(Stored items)
-=-=-

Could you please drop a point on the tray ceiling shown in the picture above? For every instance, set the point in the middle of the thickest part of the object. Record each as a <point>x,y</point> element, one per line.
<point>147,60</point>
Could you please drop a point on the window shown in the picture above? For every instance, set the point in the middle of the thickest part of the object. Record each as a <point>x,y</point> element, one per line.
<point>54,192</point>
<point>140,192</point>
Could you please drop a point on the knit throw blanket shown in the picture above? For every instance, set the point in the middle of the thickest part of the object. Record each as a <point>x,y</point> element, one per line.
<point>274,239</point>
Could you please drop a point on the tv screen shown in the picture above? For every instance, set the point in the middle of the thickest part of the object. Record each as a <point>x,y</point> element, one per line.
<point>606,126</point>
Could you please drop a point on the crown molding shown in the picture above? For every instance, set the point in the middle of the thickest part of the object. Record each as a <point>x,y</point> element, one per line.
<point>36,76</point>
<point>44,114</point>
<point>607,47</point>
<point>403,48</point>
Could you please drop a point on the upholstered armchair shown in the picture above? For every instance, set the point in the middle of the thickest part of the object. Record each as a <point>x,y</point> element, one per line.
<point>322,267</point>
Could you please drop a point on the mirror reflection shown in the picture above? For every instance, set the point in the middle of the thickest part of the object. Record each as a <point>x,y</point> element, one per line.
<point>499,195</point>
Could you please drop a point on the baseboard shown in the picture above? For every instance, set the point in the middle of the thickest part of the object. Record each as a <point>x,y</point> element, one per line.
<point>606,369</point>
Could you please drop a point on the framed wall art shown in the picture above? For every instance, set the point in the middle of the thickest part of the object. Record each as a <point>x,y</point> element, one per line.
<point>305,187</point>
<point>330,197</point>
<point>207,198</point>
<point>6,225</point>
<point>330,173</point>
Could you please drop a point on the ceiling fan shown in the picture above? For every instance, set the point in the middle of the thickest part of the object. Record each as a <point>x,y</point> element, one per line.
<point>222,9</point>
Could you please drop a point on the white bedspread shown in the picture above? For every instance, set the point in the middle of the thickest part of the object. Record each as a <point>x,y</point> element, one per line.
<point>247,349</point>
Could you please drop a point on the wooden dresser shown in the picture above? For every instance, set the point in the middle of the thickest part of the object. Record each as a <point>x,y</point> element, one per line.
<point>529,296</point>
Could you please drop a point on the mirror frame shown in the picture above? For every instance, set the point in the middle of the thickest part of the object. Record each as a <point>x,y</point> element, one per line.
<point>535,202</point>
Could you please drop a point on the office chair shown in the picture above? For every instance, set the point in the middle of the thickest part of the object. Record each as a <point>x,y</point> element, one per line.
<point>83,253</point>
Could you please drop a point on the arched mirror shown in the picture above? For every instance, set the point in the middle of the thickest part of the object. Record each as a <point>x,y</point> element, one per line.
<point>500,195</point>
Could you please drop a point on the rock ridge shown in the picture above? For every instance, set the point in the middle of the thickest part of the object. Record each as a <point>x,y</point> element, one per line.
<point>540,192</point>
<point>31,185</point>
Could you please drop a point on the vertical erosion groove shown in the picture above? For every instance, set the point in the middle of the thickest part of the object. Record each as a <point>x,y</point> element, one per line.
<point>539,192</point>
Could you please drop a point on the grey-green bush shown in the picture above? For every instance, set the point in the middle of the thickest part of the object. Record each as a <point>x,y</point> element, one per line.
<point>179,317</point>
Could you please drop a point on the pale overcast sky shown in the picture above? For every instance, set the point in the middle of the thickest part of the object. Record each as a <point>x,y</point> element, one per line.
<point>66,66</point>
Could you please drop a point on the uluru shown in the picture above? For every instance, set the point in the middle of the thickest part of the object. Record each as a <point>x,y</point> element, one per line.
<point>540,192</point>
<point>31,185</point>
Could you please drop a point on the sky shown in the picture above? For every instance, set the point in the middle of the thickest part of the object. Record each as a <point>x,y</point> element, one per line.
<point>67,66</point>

-=-=-

[Short problem] What are the lines from the one with "Could you please drop a point on the vertical" through the last line of the records above? Quote them exactly and add nothing.

[Task output]
Could you please drop a point on the vertical erosion groove shown in the picture above? For every instance, set the point in the middle of the thickest part of the object. Record each as a <point>x,y</point> element, one per line.
<point>539,192</point>
Could you please drop a point on the grey-green bush shown in the picture above? For every instance, set the point in the middle of the thickest part of the object. Record each as a <point>x,y</point> element, one per line.
<point>179,317</point>
Could you please drop a point on the pale overcast sky shown in the picture above? For every instance, set the point in the middle of the thickest part of the object. Record each as a <point>x,y</point> element, one per line.
<point>66,66</point>
Could you please drop a point on the uluru shown in the picture above? For every instance, set the point in the middle of the thickest part of the object. Record each as a <point>x,y</point> element, one per line.
<point>540,192</point>
<point>31,185</point>
Could you please drop a point on the sky shown in the picture above? For every instance, set the point in the middle of the thickest part of the object. Record each as a <point>x,y</point> element, one per line.
<point>67,66</point>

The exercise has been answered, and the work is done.